THE EXERCISE ::
Set out every line of the listing below as a Markdown table with two columns, Row and Line. Number the rows in order and omit any blank lines.

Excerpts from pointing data
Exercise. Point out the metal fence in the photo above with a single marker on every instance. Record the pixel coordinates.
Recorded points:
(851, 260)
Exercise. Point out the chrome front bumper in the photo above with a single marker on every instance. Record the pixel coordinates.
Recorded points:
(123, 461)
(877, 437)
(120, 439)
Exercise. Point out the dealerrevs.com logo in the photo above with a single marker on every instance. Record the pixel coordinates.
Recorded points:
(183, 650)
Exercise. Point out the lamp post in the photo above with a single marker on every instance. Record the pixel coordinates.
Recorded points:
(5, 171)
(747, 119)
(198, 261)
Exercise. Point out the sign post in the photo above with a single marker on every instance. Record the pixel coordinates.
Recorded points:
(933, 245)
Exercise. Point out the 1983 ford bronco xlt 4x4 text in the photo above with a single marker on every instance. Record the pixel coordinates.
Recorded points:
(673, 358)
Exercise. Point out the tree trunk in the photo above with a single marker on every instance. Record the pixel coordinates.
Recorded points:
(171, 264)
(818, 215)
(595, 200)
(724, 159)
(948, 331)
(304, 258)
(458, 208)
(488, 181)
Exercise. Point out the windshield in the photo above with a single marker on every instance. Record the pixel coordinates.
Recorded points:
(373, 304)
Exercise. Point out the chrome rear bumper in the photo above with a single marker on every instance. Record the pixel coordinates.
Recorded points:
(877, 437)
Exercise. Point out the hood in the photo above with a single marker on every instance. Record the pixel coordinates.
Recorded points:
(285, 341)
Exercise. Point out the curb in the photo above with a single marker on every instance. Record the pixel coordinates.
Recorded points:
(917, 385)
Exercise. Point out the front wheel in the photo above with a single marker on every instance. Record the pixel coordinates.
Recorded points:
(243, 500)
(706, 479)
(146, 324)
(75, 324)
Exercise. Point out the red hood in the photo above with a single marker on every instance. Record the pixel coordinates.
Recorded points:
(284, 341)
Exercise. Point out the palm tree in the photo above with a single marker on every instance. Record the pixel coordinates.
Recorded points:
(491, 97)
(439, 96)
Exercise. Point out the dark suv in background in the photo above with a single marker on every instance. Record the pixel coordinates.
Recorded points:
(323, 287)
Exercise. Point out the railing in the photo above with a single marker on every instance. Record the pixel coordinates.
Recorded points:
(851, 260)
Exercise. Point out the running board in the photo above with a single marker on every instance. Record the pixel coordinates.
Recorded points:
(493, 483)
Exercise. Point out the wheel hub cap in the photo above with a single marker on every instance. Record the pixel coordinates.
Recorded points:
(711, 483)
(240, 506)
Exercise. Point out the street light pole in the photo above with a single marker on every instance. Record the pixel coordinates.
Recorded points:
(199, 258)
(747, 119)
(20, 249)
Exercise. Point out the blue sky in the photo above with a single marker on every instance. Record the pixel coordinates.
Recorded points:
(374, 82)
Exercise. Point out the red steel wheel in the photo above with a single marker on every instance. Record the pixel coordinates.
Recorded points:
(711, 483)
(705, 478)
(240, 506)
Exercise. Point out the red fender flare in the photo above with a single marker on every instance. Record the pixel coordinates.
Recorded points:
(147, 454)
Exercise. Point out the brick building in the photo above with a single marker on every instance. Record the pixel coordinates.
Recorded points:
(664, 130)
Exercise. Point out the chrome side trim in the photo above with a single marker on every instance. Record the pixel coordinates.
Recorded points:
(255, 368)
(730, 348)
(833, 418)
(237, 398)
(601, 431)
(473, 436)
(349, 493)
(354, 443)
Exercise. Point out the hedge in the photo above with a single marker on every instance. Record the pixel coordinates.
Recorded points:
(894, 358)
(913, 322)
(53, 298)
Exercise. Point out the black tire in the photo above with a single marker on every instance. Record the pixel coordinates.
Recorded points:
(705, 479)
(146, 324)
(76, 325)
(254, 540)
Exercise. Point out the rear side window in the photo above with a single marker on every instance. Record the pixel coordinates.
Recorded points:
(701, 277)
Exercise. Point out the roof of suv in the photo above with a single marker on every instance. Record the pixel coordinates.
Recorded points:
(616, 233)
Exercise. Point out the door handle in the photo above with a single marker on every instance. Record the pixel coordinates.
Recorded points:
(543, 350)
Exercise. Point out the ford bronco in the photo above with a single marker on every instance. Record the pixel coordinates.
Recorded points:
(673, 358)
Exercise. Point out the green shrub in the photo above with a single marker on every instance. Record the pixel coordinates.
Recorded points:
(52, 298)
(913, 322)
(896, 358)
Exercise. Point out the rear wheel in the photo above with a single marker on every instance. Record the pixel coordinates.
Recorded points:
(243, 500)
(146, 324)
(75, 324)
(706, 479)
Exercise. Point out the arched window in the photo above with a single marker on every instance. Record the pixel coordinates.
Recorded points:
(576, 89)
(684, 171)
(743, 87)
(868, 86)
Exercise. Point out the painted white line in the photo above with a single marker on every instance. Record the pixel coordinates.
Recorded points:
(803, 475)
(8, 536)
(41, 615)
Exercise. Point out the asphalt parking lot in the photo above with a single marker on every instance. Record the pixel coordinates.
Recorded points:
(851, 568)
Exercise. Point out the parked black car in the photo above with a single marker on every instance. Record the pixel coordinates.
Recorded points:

THE SOLUTION ::
| Row | Line |
|---|---|
| 1 | Exercise. Point out the metal fence in the photo above with a single marker on every instance. Record the pixel coordinates. |
| 2 | Recorded points: |
| 3 | (851, 260) |
| 4 | Exercise. Point out the chrome front bumper in the photo above with a single marker on every instance. Record the pixel coordinates. |
| 5 | Recorded points: |
| 6 | (123, 461) |
| 7 | (877, 437) |
| 8 | (120, 439) |
| 9 | Exercise. Point out the dealerrevs.com logo in the photo above with a single marker on every instance. Record the pixel coordinates. |
| 10 | Recorded points: |
| 11 | (183, 650) |
| 12 | Exercise. Point out the lamp post in the photo above with a single marker on every instance. Record the pixel coordinates. |
| 13 | Recorded points: |
| 14 | (5, 171) |
| 15 | (747, 119) |
| 16 | (198, 261) |
| 17 | Exercise. Point out the sign post in the photo above with a single marker on every instance. Record the pixel coordinates. |
| 18 | Recorded points: |
| 19 | (933, 245) |
| 20 | Exercise. Point out the 1983 ford bronco xlt 4x4 text in the photo above with a single marker on every instance. Record the pixel coordinates. |
| 21 | Recorded points: |
| 22 | (673, 358) |
| 23 | Exercise. Point out the tree trunk in the photo above with a single marker on every instance. Record the pixel coordinates. |
| 24 | Recorded points: |
| 25 | (171, 264) |
| 26 | (818, 215) |
| 27 | (595, 200) |
| 28 | (724, 159) |
| 29 | (948, 331) |
| 30 | (304, 258) |
| 31 | (458, 208) |
| 32 | (488, 181) |
| 33 | Exercise. Point out the windshield in the photo above with a single marker on every instance. Record the pixel coordinates. |
| 34 | Recorded points: |
| 35 | (373, 304) |
| 36 | Exercise. Point out the chrome rear bumper in the photo above with a single marker on every instance. Record the pixel coordinates. |
| 37 | Recorded points: |
| 38 | (877, 437) |
| 39 | Exercise. Point out the hood in the photo above with a single marker on every instance. Record the pixel coordinates. |
| 40 | Recorded points: |
| 41 | (285, 341) |
| 42 | Exercise. Point out the curb in the photo above with a single marker on every instance. Record the pixel coordinates. |
| 43 | Recorded points: |
| 44 | (917, 385) |
| 45 | Exercise. Point out the front wheel in the photo above with a single marker on every instance. Record the pixel coordinates. |
| 46 | Recorded points: |
| 47 | (243, 500) |
| 48 | (706, 479) |
| 49 | (146, 324) |
| 50 | (75, 324) |
| 51 | Exercise. Point out the red hood in the photo above with a single marker on every instance. Record the pixel coordinates. |
| 52 | Recorded points: |
| 53 | (284, 341) |
| 54 | Exercise. Point out the palm tree in the photo above with a single marker on every instance. Record the pixel coordinates. |
| 55 | Recorded points: |
| 56 | (491, 97) |
| 57 | (439, 96) |
| 58 | Exercise. Point out the dark suv in background in the photo above with a single marker on every instance. Record the pixel coordinates. |
| 59 | Recorded points: |
| 60 | (323, 287) |
| 61 | Exercise. Point out the railing in the photo above with a single marker on every instance. Record the pixel coordinates. |
| 62 | Recorded points: |
| 63 | (851, 260) |
| 64 | Exercise. Point out the running board in the photo above with a single marker on every instance. Record the pixel coordinates. |
| 65 | Recorded points: |
| 66 | (493, 483) |
| 67 | Exercise. Point out the wheel hub cap in the photo above with a single marker on every instance. Record the pixel coordinates. |
| 68 | Recorded points: |
| 69 | (711, 483) |
| 70 | (240, 506) |
| 71 | Exercise. Point out the street light pole in the photo above with a single marker on every instance. Record the pixel coordinates. |
| 72 | Recorded points: |
| 73 | (199, 258) |
| 74 | (747, 119) |
| 75 | (20, 249) |
| 76 | Exercise. Point out the blue sky in the photo above with a single marker on every instance. Record the pixel coordinates. |
| 77 | Recorded points: |
| 78 | (374, 82) |
| 79 | Exercise. Point out the red steel wheel in the photo above with a single marker on every instance. Record the pixel coordinates. |
| 80 | Recorded points: |
| 81 | (711, 483) |
| 82 | (705, 478) |
| 83 | (240, 506) |
| 84 | Exercise. Point out the red fender flare in the photo above with a single marker on every instance. Record the pixel coordinates. |
| 85 | Recorded points: |
| 86 | (147, 454) |
| 87 | Exercise. Point out the brick building in the photo above with a single marker on every instance. Record the pixel coordinates. |
| 88 | Recorded points: |
| 89 | (664, 130) |
| 90 | Exercise. Point out the chrome side trim in the photo above with a single marker on every instance. Record the pixel coordinates. |
| 91 | Recorded points: |
| 92 | (255, 368) |
| 93 | (730, 348) |
| 94 | (833, 418) |
| 95 | (237, 398) |
| 96 | (601, 431) |
| 97 | (473, 436) |
| 98 | (349, 493) |
| 99 | (354, 443) |
| 100 | Exercise. Point out the hedge in the photo above with a single marker on every instance. Record the pixel coordinates. |
| 101 | Recorded points: |
| 102 | (894, 358) |
| 103 | (913, 322) |
| 104 | (53, 298) |
| 105 | Exercise. Point out the black tire in the photo above with a single marker on every instance. Record the pixel coordinates. |
| 106 | Recorded points: |
| 107 | (705, 479) |
| 108 | (146, 324) |
| 109 | (76, 325) |
| 110 | (254, 540) |
| 111 | Exercise. Point out the rear side window in the photo above with a single marker on every instance. Record the pixel coordinates. |
| 112 | Recorded points: |
| 113 | (701, 277) |
| 114 | Exercise. Point out the roof of suv in the photo above with a single marker on every instance. Record the pixel coordinates. |
| 115 | Recorded points: |
| 116 | (616, 233) |
| 117 | Exercise. Point out the door handle in the photo above with a single marker on every instance. Record the pixel coordinates. |
| 118 | Recorded points: |
| 119 | (543, 350) |
| 120 | Exercise. Point out the ford bronco in the photo above with a single marker on every instance. Record the pixel coordinates. |
| 121 | Recorded points: |
| 122 | (673, 358) |
| 123 | Exercise. Point out the green shrub in the photo above with a single marker on every instance. Record the pixel coordinates. |
| 124 | Recorded points: |
| 125 | (52, 298) |
| 126 | (913, 322) |
| 127 | (896, 358) |
| 128 | Exercise. Point out the rear wheel in the photo above with a single marker on every instance. Record the pixel coordinates. |
| 129 | Recorded points: |
| 130 | (243, 500) |
| 131 | (146, 324) |
| 132 | (75, 324) |
| 133 | (706, 479) |
| 134 | Exercise. Point out the arched window in the photo above with a single marker on every instance. Record the pixel coordinates. |
| 135 | Recorded points: |
| 136 | (576, 89) |
| 137 | (684, 171) |
| 138 | (743, 87) |
| 139 | (868, 86) |
| 140 | Exercise. Point out the painted white line in the photo above with a single marker on every instance. Record the pixel coordinates. |
| 141 | Recorded points: |
| 142 | (803, 475) |
| 143 | (8, 536) |
| 144 | (41, 615) |
| 145 | Exercise. Point out the asphalt parking lot in the photo above with a single marker on every instance. Record the pixel coordinates. |
| 146 | Recorded points: |
| 147 | (851, 568) |
| 148 | Exercise. Point out the parked black car in the photo above with a single marker on every instance. Record the pixel coordinates. |
| 149 | Recorded points: |